### Data records ###

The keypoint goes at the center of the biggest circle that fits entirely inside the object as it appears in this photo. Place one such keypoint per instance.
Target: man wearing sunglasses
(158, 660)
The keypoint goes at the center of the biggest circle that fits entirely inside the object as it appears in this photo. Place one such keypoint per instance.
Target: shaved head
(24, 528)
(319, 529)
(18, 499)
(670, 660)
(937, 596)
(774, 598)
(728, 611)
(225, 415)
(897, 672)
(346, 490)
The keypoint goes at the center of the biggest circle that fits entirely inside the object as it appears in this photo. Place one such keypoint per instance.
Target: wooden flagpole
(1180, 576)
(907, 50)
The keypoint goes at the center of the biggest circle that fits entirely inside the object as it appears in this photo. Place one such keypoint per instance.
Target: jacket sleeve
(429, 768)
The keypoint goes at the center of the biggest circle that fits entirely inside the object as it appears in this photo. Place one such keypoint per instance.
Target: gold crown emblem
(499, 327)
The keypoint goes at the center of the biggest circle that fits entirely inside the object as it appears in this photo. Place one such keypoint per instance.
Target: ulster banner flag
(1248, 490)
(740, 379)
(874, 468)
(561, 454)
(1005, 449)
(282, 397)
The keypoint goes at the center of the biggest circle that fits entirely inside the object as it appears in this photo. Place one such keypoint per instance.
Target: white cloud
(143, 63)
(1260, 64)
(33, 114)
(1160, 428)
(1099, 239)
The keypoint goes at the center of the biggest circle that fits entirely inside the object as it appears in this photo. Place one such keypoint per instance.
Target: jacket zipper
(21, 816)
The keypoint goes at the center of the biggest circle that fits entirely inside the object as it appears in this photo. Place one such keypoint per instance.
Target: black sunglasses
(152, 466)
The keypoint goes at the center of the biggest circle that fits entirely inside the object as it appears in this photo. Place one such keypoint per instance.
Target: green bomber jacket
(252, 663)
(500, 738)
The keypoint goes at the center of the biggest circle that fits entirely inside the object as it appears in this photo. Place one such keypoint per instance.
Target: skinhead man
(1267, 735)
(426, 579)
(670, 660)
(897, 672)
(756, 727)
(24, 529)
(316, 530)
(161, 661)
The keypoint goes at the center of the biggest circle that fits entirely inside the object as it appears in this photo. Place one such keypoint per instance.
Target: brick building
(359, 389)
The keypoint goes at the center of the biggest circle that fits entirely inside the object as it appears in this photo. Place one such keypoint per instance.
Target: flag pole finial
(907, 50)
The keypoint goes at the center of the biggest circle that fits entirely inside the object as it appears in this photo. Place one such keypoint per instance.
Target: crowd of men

###

● What you should do: The material above must be returned in full, exactly as written.

● Response:
The keypoint goes at the center of the biggest circle that fits entirely inside the object as it appears in this photo. Place one such keypoint per instance.
Target: man wearing sunglasses
(158, 660)
The keypoint goes at the center of the biggest circle that fits entirely inside the object as it appears in this photo. Place one such keypoint per instance.
Target: shaved head
(24, 528)
(319, 529)
(18, 499)
(670, 660)
(937, 596)
(774, 598)
(728, 611)
(225, 415)
(897, 672)
(346, 490)
The keypoint goes at the center of the biggest circle that fits entirely inside the object as it appears in this photo. Place one such keypoint per instance.
Target: wooden flagpole
(1180, 576)
(907, 50)
The keypoint goes at the center of the biggest circle that fits entirely inside the object as it appears in this photo. Place one such keypoint per instance.
Target: jacket sleeve
(429, 768)
The keypoint goes at the center of the biggest circle that fits entirely inside the object as it appears in this photo. Place one such keypoint per instance.
Target: gold crown emblem
(499, 327)
The keypoint goes at the center of the biggest circle that fits entirely inside the object as it appears in this photo. Place one such keypoint per instance.
Target: ulster banner flag
(1248, 490)
(740, 379)
(874, 468)
(561, 454)
(1005, 449)
(282, 397)
The keypoint goes at the center of the biggest circle that fits entirely inside the object as it appears in this photo. Place one such keypoint per instance.
Target: white cloud
(143, 63)
(1260, 64)
(33, 114)
(1160, 428)
(1099, 239)
The keypoint goes at the center of the biggest circle that fits entirely inside the object as it appears in this photo. Place one such keypoint per instance.
Target: jacket zipper
(21, 816)
The keypoint goes at the center of the biggest circle that fits entirely inside the object as it appears in this photo. Place one such keypoint per instance.
Target: black sunglasses
(152, 466)
The keypoint goes at the center of the biggest circle that fits entirely inside the object as it appears in this photo. Place one such keypoint per instance.
Target: green bomber jacket
(252, 663)
(500, 738)
The keypoint goes at the center of the biggest circle that fits entirely inside the object as it appears in this photo. Place one such keypoint per instance.
Target: skinhead man
(1267, 735)
(426, 579)
(670, 660)
(897, 672)
(756, 727)
(24, 529)
(316, 530)
(161, 661)
The keypoint goes at the center of the biggest circle that fits entirely inside the object as it appears in this photo. Place one such keypoint per instance.
Target: brick building
(359, 389)
The keypoint goes at the center of the biggest circle that fits entirely inside the object as it appears in this photo. Place one such keypoint per instance.
Target: flag pole finial
(907, 50)
The keypoint goes at the center of the biggest circle that fits entirely inside the object as it appears in this photo. Place one such keypoint per instance.
Target: crowd of men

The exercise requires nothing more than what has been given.